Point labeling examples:
╭──

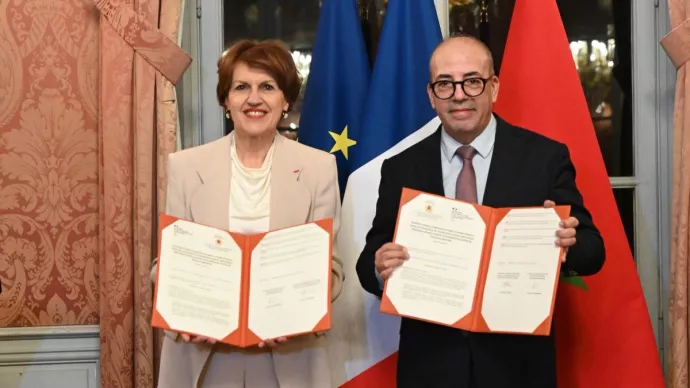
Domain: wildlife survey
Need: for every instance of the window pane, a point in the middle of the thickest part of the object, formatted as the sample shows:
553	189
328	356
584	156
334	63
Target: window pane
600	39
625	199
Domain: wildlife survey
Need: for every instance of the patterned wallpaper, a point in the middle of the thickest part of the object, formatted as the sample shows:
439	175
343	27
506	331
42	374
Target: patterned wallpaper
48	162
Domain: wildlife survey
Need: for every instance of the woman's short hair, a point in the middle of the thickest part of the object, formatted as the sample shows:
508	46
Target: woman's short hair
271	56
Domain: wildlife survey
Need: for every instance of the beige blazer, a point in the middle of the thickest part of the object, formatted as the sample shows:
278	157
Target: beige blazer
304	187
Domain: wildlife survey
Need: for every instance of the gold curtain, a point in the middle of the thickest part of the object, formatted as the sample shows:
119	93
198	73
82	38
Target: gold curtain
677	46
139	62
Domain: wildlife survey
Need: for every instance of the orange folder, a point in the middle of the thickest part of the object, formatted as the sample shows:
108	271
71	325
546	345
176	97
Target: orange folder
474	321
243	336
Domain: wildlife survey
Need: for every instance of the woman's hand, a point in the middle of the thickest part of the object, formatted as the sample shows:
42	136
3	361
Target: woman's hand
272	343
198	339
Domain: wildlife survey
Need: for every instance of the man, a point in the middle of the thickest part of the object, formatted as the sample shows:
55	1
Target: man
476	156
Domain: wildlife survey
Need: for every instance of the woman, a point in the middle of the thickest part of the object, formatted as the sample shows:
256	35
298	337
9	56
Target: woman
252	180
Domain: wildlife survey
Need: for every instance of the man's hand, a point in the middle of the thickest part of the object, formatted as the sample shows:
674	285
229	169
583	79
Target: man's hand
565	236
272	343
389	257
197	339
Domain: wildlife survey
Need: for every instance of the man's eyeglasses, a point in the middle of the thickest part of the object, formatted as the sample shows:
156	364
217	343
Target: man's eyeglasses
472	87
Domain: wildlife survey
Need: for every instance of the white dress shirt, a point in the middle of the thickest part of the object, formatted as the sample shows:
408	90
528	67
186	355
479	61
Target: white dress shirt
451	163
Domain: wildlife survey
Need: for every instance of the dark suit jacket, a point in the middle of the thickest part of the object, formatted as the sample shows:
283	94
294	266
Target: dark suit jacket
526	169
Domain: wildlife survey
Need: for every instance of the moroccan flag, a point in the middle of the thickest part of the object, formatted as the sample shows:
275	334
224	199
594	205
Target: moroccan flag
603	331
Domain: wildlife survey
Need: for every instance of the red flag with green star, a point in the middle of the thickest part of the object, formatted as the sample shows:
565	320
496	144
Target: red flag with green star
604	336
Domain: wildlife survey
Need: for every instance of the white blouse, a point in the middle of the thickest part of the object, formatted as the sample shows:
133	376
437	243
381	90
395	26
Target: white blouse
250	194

╰──

## EXERCISE OBJECTIVE
Transcribe the entries above verbatim, omitting their pictures.

## THE OUTPUT
Domain: wildlife survey
Need: for every instance of the window pane, a point in the middle of the thickest part of the object, formatted as the sample shows:
553	189
328	356
584	156
334	63
Target: window pane
600	39
625	199
Domain: wildlife survey
Need: for every instance of the patterned wallpaper, a point in the middle of the thickest part of the object, formatted as the sample shows:
439	175
343	27
506	331
42	374
Target: patterned wallpaper
48	162
Domain: wildlife survey
Need: for every instance of the woman's short hair, a point in the middle of the thickest part of the object, formatted as the sample shows:
508	46
Target: woman's short hair
271	56
Domain: wildlife survey
Need: for every instance of the beige blazer, a point in the middle of the thickest part of the object, formatted as the sample shows:
278	157
Target: beige blazer
304	187
Domain: wildlife survey
Need: for every instance of the gold curtain, a point in the middle of the thickest part of the object, formatted as the sample shows:
119	93
198	73
82	38
Target: gold curtain
677	46
139	62
Domain: wildlife survey
Need: for every instance of the orange folder, a point in the middle of the thickest part of the object, formatted as the sample shows:
108	271
71	325
546	345
176	97
Target: orange folder
474	321
243	336
Domain: wildlife survey
Need: for every instance of the woman's hand, a point in the middle of the thickest part of the object, formatted as the sample shows:
42	136
3	361
Target: woman's hand
272	343
198	339
Domain: wildlife survey
Need: for every instance of the man, a point in the middle of the thickest part of the object, formatted as the sample shows:
55	1
Target: man
476	156
Domain: wildlife survey
Need: for every instance of the woman, a point in the middle of the thickest part of the object, formatted as the sample shows:
256	35
298	337
9	56
Target: woman
252	180
Domain: wildlife survey
Need: for every instance of the man's hand, a point in the middle of the thickest part of the object, formatted as the sample shows:
674	285
229	169
583	79
Target: man's hand
565	236
272	343
389	257
197	339
Domain: wildlife survey
Need: for every instance of the man's eyeglasses, a point in the middle of the thickest part of the object, formatted as the sample shows:
156	364
217	343
Target: man's eyeglasses
472	87
Domain: wildlife survey
Need: for every instance of the white dress shirt, a point in the middle of the thickest part of the object, formatted as the sample shows:
408	90
528	67
186	355
479	61
Target: white dress shirt
451	163
Domain: wildlife survey
Need: for every instance of the dark suit jacket, a point in the middle of the thickest part of the object, formatted as the sample shows:
283	94
294	266
Target: dark suit jacket
526	169
Domain: wildlife survey
Need: for every instance of the moroccan flag, a point in the middle of the thickest part of the object, formatted as the sample shows:
275	334
224	199
594	205
Target: moroccan flag
603	331
Domain: wildlife survey
Need: for every instance of the red flag with green star, a point in the middle of the thickest part of the object, formatted as the sample shows:
565	320
496	144
Target: red flag with green star
604	336
Domain: wildlife survey
Need: for every instance of the white blouse, a point in the middle of the thickest part of the object, formatted as the sample shows:
133	376
437	243
381	90
395	26
Target: white blouse
250	194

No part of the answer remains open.